Select and copy each line of the records containing the string "brown".

***** SUPPLIED ENTRIES *****

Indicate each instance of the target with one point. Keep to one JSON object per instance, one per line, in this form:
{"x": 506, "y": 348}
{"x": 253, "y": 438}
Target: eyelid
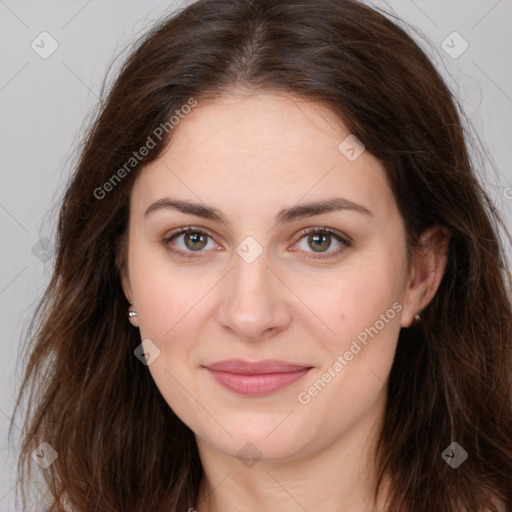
{"x": 341, "y": 237}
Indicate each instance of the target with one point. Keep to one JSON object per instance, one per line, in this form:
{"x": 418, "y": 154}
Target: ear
{"x": 127, "y": 289}
{"x": 427, "y": 270}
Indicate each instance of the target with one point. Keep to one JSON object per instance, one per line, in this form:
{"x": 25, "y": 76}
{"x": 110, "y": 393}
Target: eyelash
{"x": 307, "y": 231}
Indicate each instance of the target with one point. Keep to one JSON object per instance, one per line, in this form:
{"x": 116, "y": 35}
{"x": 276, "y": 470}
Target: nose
{"x": 255, "y": 302}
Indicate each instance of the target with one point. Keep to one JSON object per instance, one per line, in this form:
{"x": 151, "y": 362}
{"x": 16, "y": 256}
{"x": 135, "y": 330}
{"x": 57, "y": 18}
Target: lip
{"x": 256, "y": 378}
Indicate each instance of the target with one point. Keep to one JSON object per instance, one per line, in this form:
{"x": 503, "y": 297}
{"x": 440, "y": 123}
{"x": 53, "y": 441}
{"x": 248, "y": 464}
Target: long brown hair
{"x": 120, "y": 446}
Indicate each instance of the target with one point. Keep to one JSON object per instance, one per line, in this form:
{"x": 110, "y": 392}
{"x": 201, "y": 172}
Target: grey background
{"x": 44, "y": 103}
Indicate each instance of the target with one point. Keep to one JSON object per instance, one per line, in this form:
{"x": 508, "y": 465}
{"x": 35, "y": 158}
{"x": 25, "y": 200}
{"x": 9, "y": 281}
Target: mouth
{"x": 256, "y": 378}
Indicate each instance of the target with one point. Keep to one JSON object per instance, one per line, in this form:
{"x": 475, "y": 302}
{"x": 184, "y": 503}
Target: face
{"x": 325, "y": 289}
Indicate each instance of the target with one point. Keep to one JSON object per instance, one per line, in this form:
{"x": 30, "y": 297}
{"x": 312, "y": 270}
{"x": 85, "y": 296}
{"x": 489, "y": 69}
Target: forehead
{"x": 260, "y": 150}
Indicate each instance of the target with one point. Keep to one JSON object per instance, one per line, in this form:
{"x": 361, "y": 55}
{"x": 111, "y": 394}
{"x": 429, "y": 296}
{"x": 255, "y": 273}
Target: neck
{"x": 340, "y": 477}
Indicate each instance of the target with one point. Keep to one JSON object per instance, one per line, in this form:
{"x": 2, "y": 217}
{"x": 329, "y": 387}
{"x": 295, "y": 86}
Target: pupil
{"x": 318, "y": 237}
{"x": 195, "y": 238}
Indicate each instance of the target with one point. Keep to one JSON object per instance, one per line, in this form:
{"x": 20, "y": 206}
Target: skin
{"x": 249, "y": 156}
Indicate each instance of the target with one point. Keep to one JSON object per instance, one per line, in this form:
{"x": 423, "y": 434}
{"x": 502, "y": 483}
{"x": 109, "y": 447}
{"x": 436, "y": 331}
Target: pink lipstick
{"x": 256, "y": 378}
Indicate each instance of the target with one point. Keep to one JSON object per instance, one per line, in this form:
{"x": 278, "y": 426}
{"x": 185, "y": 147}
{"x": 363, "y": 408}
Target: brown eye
{"x": 319, "y": 240}
{"x": 195, "y": 240}
{"x": 188, "y": 241}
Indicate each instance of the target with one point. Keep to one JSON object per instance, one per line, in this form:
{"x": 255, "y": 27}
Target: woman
{"x": 278, "y": 282}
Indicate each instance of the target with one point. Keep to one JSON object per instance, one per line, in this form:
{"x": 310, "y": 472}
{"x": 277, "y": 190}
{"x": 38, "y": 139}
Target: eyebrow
{"x": 286, "y": 215}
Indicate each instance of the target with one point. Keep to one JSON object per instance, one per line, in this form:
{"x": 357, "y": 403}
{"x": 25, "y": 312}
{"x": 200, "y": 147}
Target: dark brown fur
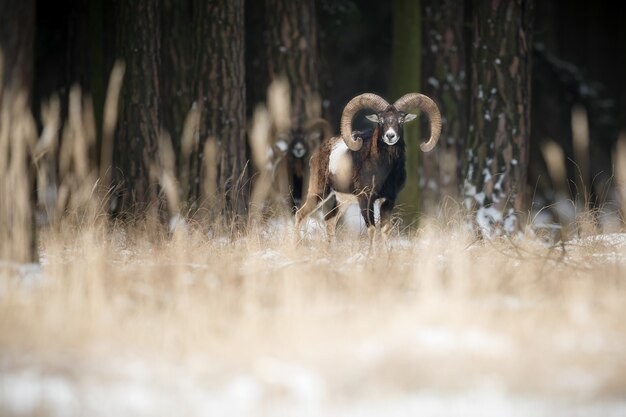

*****

WORKED ANSWER =
Target: long brown hair
Target: brown eye
Target: dark brown fur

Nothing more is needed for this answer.